→ **Prompt**
For each line of the data that includes the word "below", copy the line.

→ **Material to process**
---

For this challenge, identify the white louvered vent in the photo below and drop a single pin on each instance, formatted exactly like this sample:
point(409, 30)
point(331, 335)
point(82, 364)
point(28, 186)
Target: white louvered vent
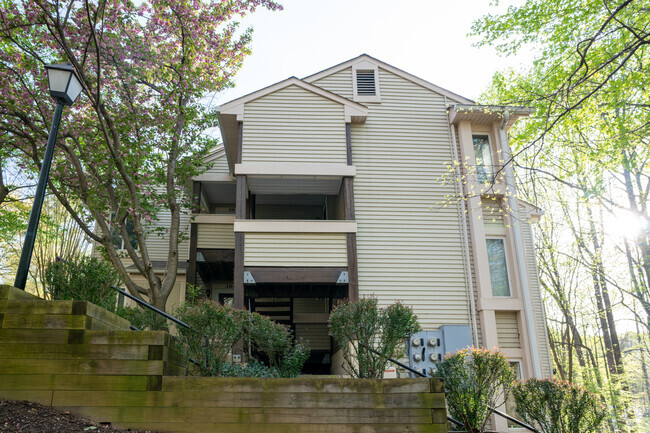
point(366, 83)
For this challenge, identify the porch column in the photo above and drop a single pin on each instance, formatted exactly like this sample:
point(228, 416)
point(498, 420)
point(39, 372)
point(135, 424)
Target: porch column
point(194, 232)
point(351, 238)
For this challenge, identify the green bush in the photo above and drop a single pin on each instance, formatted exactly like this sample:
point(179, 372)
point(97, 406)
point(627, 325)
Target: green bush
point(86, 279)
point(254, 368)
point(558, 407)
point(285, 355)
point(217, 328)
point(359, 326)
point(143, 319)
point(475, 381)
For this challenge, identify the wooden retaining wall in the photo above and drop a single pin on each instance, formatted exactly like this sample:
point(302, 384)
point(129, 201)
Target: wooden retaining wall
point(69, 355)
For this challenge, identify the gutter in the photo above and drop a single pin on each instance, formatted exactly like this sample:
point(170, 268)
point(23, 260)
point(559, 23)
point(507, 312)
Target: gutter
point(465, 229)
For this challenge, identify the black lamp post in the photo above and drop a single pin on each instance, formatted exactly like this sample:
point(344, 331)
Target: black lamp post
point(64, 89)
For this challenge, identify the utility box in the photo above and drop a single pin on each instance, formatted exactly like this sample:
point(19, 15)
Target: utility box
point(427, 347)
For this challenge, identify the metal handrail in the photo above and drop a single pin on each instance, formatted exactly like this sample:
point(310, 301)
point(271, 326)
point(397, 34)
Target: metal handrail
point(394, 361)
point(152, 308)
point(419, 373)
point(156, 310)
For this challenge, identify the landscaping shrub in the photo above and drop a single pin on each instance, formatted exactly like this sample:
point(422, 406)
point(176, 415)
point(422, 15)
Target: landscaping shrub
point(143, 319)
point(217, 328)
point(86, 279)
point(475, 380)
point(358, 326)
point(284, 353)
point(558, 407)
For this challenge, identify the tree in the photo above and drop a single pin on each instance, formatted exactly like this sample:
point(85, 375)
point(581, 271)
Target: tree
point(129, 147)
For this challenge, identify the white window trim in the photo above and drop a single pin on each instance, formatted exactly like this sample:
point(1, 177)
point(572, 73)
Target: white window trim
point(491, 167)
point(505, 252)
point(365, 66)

---

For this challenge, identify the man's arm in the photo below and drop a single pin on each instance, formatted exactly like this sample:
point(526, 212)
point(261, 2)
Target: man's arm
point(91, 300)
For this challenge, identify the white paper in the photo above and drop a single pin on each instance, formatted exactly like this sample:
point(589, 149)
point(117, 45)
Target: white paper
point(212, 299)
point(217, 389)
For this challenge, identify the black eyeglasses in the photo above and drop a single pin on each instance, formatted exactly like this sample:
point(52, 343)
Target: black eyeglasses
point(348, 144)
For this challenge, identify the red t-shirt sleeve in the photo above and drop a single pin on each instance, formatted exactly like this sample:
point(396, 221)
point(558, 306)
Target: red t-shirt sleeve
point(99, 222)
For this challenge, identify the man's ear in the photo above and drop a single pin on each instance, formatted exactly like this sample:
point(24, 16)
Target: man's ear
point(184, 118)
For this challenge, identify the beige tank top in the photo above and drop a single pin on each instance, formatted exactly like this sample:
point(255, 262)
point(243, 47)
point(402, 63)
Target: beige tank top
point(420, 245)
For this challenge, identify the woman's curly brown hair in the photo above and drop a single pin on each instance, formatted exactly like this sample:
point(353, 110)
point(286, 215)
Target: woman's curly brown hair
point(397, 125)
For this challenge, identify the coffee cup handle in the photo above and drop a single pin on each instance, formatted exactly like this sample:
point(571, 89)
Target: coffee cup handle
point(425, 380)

---

→ **Response area**
For this challenge, identify the white louvered vent in the photo below and drop a single pin on each instance, formatted exactly like this sample:
For this challenge, identify the man's arm in the photo below and drop a single pin on each instance, formatted exactly like this sample:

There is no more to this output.